▸ **Direction a**
Can you extract the lines of the listing below, starting at the line containing "up the microphone." and ending at the last line of the listing, both included, and reproduce them word for word?

▸ **Reading passage**
This put the cedi as the strongest performing currency against the American ‘greenback’ in December 2022.

The cedi slumped by more than 54% against the dollar before December 2022.

However, it has strengthened by more than 33% since the beginning of December 2022 after Finance Minister, Ken Ofori-Atta, launched government’s domestic debt exchange programme, followed by the latest announcement of the International Monetary Fund’s staff-level agreement of a bailout package worth $3 billion.

The US Federal Reserve has also eased its monetary policy tightening as inflationary pressures reduce with a fear of recession in 2023.

 

 

 

Ghana seals $3bn IMF programme

After more than four months of negotiations, Ghana finally sealed a $3 billion programme with the Bretton Wood institution, pending the approval of its Executive Board.

According to Stéphane Roudet, Mission Chief for Ghana, his team “reached staff-level agreement with the Ghanaian authorities on a three-year program supported by an arrangement under the Extended Credit Facility (ECF) in the amount of SDR 2.242 billion or about $3 billion”.

(Dataset rows)
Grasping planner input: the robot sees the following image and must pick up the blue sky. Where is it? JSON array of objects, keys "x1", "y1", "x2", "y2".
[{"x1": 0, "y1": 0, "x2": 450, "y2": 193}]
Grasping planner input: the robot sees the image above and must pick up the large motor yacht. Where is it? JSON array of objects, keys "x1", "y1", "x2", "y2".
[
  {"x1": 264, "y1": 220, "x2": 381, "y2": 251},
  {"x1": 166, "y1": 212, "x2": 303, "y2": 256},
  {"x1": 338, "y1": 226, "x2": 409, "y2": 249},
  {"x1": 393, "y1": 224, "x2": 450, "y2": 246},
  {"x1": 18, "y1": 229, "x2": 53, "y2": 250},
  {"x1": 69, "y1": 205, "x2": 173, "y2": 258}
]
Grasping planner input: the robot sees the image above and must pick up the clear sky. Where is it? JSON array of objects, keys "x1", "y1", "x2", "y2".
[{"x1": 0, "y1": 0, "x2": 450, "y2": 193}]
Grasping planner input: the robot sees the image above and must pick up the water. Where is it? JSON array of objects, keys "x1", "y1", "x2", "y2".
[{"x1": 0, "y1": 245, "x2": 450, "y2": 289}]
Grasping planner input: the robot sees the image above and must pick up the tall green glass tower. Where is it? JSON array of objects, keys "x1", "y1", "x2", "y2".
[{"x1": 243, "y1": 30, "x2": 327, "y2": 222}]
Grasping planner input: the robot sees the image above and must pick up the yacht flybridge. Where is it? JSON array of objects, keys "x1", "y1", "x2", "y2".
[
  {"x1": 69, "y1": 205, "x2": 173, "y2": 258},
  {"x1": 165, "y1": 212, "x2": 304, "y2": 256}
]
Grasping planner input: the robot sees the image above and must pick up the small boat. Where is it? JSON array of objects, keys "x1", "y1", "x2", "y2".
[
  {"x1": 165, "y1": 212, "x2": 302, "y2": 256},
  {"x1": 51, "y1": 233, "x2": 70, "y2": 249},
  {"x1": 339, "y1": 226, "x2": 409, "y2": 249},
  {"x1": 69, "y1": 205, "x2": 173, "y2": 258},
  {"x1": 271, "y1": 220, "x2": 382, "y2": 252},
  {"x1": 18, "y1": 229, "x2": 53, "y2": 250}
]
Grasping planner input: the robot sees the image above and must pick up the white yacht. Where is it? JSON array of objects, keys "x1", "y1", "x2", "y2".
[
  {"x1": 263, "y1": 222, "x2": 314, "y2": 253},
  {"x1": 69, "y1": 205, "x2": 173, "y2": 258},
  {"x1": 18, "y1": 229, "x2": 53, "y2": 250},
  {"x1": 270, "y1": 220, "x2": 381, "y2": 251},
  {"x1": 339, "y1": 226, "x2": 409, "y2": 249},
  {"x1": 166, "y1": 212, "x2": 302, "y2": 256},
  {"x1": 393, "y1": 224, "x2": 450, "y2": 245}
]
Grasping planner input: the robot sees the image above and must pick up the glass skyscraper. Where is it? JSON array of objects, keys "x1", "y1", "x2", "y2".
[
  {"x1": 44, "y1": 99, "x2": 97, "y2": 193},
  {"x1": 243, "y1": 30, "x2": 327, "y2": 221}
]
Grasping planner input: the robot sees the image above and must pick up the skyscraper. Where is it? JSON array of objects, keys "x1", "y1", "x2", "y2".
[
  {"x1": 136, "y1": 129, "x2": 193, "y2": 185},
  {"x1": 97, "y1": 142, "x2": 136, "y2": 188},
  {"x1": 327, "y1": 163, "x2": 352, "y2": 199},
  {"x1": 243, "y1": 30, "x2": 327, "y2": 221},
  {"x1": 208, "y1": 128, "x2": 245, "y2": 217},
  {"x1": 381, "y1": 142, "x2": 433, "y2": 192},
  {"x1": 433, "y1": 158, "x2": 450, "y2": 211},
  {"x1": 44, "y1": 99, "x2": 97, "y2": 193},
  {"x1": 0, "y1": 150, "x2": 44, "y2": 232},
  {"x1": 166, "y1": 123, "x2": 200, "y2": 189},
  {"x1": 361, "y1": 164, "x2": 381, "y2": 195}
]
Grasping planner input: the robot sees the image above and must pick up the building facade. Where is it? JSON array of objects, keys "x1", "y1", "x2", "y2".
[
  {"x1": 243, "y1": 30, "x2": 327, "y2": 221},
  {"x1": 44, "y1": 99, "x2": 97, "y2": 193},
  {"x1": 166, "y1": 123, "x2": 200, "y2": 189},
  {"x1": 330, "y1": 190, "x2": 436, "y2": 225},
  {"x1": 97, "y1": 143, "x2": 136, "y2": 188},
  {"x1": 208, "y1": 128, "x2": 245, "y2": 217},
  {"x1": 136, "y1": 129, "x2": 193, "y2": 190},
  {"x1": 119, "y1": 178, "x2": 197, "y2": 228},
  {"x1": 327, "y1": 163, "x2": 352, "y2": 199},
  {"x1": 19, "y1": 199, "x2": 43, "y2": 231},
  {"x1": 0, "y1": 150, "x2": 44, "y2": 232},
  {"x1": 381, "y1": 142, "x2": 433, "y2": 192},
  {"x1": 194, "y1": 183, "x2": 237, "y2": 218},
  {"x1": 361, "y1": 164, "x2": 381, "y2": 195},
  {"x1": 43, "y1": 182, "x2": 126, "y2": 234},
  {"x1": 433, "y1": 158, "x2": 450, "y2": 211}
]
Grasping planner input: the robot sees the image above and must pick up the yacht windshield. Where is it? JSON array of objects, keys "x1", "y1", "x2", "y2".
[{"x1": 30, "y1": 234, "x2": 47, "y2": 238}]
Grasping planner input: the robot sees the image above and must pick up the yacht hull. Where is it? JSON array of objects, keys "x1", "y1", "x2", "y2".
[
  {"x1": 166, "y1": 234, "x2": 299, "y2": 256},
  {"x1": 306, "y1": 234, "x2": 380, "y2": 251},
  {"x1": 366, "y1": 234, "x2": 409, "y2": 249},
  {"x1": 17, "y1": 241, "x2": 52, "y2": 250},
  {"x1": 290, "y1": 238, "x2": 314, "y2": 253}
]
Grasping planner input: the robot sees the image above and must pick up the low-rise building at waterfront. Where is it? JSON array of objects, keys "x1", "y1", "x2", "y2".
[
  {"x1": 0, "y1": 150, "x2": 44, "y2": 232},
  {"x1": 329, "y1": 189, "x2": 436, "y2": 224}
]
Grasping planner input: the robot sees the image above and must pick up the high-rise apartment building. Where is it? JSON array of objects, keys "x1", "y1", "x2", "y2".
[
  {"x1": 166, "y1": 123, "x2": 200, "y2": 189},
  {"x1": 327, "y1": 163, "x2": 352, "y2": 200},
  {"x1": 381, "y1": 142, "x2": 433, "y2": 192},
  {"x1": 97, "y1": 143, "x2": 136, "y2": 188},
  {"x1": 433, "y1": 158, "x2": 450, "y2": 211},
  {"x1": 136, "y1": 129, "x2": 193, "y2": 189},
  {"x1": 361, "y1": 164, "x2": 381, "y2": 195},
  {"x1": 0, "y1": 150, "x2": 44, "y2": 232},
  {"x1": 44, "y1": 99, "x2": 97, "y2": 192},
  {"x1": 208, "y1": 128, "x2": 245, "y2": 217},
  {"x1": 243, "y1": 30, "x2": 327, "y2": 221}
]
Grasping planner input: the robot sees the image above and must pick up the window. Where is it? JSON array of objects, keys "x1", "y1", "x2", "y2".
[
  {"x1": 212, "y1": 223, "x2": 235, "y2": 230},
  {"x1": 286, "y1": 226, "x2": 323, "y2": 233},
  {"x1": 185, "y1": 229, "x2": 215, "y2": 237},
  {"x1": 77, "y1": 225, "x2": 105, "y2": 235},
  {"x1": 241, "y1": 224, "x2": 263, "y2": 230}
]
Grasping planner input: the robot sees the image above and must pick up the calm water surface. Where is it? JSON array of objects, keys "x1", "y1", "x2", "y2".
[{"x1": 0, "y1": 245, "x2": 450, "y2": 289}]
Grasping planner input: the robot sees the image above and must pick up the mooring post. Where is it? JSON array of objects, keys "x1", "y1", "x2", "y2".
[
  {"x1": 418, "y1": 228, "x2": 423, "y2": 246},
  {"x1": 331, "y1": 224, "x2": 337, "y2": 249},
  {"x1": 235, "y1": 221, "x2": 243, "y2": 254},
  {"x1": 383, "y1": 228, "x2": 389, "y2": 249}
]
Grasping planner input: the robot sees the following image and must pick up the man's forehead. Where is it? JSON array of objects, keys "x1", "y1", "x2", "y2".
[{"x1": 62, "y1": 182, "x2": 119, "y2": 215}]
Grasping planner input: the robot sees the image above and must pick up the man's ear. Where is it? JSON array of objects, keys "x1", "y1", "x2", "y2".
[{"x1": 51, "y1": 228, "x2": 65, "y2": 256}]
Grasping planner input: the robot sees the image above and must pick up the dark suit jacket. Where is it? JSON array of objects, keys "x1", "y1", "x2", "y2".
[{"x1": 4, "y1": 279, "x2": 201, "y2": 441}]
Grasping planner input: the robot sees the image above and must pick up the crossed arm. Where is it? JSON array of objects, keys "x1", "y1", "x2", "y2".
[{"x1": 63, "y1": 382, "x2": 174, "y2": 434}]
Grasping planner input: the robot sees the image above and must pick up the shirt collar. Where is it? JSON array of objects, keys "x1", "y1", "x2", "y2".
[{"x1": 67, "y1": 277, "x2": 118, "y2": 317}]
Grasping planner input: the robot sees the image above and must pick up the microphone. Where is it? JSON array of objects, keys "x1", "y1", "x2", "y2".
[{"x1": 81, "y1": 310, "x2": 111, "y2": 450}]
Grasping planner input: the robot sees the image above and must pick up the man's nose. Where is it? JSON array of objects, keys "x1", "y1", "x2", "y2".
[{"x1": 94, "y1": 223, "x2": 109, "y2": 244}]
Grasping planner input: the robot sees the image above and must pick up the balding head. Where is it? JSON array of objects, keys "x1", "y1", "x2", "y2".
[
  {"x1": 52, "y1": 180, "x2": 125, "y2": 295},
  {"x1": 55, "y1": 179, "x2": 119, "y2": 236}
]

▸ **Direction b**
Would you copy the whole article on the cedi and Ghana's IMF programme above, word for word?

▸ **Exercise response a**
Grasping planner input: the robot sees the image above and must pick up the microphone. Where is it? JSON array of objects, keys "x1", "y1", "x2", "y2".
[{"x1": 81, "y1": 310, "x2": 111, "y2": 450}]
Grasping planner input: the robot sees the image above and must pick up the man's nose. Where is it? JSON array of objects, keys "x1", "y1", "x2", "y2".
[{"x1": 94, "y1": 223, "x2": 109, "y2": 244}]
Grasping planner input: the robot sees the image above and must pick up the balding head. Where is it? JSON array of objects, keys "x1", "y1", "x2", "y2".
[
  {"x1": 52, "y1": 180, "x2": 125, "y2": 295},
  {"x1": 55, "y1": 179, "x2": 119, "y2": 236}
]

▸ **Exercise response b**
This put the cedi as the strongest performing currency against the American ‘greenback’ in December 2022.

The cedi slumped by more than 54% against the dollar before December 2022.

However, it has strengthened by more than 33% since the beginning of December 2022 after Finance Minister, Ken Ofori-Atta, launched government’s domestic debt exchange programme, followed by the latest announcement of the International Monetary Fund’s staff-level agreement of a bailout package worth $3 billion.

The US Federal Reserve has also eased its monetary policy tightening as inflationary pressures reduce with a fear of recession in 2023.

 

 

 

Ghana seals $3bn IMF programme

After more than four months of negotiations, Ghana finally sealed a $3 billion programme with the Bretton Wood institution, pending the approval of its Executive Board.

According to Stéphane Roudet, Mission Chief for Ghana, his team “reached staff-level agreement with the Ghanaian authorities on a three-year program supported by an arrangement under the Extended Credit Facility (ECF) in the amount of SDR 2.242 billion or about $3 billion”.